Beefy Boxes and Bandwidth Generously Provided by pair Networks
Just another Perl shrine
 
PerlMonks  

Re: Proper undefine queue with multithreads

by BrowserUk (Patriarch)
on Jun 03, 2014 at 13:15 UTC ( [id://1088428]=note: print w/replies, xml ) Need Help??


in reply to Proper undefine queue with multithreads

Your queue handling is fatally flawed.

Why are you exiting your queue reading loop if there is nothing pending?

do { ... } while ($worker->pending());

If (for example), some other process decides to hammer the disk drive, then your queue population code might stall waiting for access to the disk, at which point your queue will empty and all your worker threads will terminate despite that there are still files to be read from disk.

Also, why are you calling (pullDataFromDbWithDirectory(), bith in your main thread and in all your worker threads. That's very confused.


The normal way to do this is:

  1. Have your queue worker thread queue reading loops terminate when they see undef:
    sub doOperation () { my $ithread = threads->tid(); while( my $folder = $worker->dequeue() ) { print "Read $folder from queue with thread $ithread\n" if $deb +ug; ## Do something useful here... } }
  2. Start your threads before you populate the queue:

    They will all block on the dequeue() until something is made available.

  3. Populate your queue from you main thread (*ONLY*);

    The threads will start doing work as soon as your main thread gives them something to work on.

  4. Once the main thread has finished populating the queue, it then queues one undef per worker thread to cause the worker loops to terminate and thus the worker threads to end.

    You are queing undefs, but you're not doing it until you've already seen that your threads have ended, at which point it serves no purpose.

  5. Finally, loop over the thread handles calling join() to ensure all the threads have finished before you exit the program.

This way, the whole process becomes self-managing and you don;t have to poll to count threads.


With the rise and rise of 'Social' network sites: 'Computers are making people easier to use everyday'
Examine what is said, not who speaks -- Silence betokens consent -- Love the truth but pardon error.
"Science is about questioning the status quo. Questioning authority".
In the absence of evidence, opinion is indistinguishable from prejudice.

Replies are listed 'Best First'.

Challenges
1. Echo the PerlMonks reply between "Beefy Boxes and" and "is fatally flawed.", inclusive.
2. Answer these questions about the PerlMonks reply:
(a) On what date was it posted?
(b) What does it say the main thread should queue once it has finished populating the queue?
(c) Which function should be called on each thread handle before the program exits?
3. Go on with the PerlMonks reply from the point where it stops.
The data after this point come from a separate source unrelated to the PerlMonks reply.

Raw records

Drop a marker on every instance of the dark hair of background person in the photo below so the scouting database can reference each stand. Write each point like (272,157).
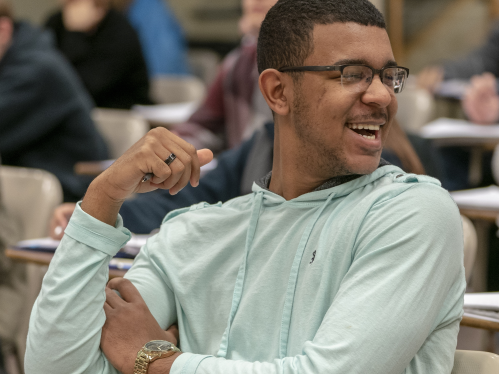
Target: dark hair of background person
(286,36)
(5,9)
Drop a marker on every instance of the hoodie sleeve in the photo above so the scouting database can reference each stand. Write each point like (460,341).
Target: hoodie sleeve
(399,306)
(67,318)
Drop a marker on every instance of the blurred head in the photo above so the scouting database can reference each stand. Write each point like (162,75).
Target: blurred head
(6,26)
(324,122)
(83,15)
(254,12)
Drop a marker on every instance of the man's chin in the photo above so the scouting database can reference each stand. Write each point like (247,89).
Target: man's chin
(365,165)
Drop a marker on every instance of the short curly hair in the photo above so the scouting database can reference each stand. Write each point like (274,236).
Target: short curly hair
(5,9)
(286,33)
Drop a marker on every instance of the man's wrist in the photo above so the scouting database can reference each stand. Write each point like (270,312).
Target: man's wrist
(98,203)
(162,365)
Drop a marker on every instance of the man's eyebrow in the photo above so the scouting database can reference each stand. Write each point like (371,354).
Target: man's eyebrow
(361,61)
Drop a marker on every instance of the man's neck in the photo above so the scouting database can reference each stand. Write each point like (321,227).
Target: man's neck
(291,177)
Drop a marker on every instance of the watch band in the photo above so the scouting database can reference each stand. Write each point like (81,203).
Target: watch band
(144,359)
(141,363)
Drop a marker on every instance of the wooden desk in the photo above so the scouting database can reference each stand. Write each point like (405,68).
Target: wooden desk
(44,258)
(480,323)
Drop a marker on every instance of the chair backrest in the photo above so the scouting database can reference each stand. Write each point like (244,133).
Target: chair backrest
(177,89)
(475,362)
(470,246)
(204,64)
(30,196)
(119,128)
(416,109)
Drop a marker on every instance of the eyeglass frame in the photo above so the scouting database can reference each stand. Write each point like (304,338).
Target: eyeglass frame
(340,68)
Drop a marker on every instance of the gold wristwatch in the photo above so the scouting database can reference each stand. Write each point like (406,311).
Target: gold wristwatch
(151,352)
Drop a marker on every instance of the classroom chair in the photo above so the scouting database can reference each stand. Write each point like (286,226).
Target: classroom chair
(416,109)
(475,362)
(177,89)
(30,196)
(470,246)
(119,128)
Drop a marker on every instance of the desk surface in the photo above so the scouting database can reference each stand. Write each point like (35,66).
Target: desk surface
(44,258)
(483,214)
(480,323)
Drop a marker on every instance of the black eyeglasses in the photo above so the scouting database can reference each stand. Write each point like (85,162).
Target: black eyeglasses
(358,78)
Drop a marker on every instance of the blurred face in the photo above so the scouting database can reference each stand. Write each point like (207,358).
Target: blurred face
(254,12)
(327,118)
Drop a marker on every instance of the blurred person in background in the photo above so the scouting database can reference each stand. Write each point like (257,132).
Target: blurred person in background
(234,107)
(161,36)
(13,283)
(105,51)
(44,110)
(482,60)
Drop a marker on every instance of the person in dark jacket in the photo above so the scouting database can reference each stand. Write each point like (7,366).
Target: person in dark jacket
(236,170)
(44,110)
(105,51)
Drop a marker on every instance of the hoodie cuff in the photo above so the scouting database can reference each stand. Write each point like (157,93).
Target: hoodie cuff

Results of the exercise
1.
Beefy Boxes and Bandwidth Generously Provided by pair Networks
Just another Perl shrine
 
PerlMonks  

Re: Proper undefine queue with multithreads

by BrowserUk (Patriarch)
on Jun 03, 2014 at 13:15 UTC ( [id://1088428]=note: print w/replies, xml ) Need Help??


in reply to Proper undefine queue with multithreads

Your queue handling is fatally flawed.

2.
(a) Jun 03, 2014
(b) One undef per worker thread
(c) join()

3.
Re^2: Proper undefine queue with multithreads
by sanc (Initiate) on Jun 03, 2014 at 17:00 UTC
    Thank you for your valuable input. I am not reading a filesystem but issuing an omnidb command which will query HP Dataprotector database for backed up files. There problem here is that it does not support recursive listing. Which means I have to run the omnidb command for each found directory from the previous output. Having that said I can not populate the queue completely. As querying the db takes a lot of time I try to do that in parallel. Would that still be doable with the normal way you just explained? Would you mind showing a small example? Thanks a lot
      Would that still be doable with the normal way you just explained?

      Yes. But you're going to have to explain what output you get from this "omnidb" command; because I've never heard of it.

      Would you mind showing a small example?

      Given that your example code is incomplete, which leaves us none the wiser as to and how a whole bunch of global variables used by pullDataFromDbWithDirectory() -- eg. $itemCount, $maxNumberOfItems, $omnidb, $filesystem, $label, @data -- are initialised/used, it would require gobs of time and guesswork to try and construct a working example.

      Post your full code.

      Post a sample output from the command.

      Explain what you are going to do with the list of files you are building in @data.

      Then maybe we stand a chance of helping you.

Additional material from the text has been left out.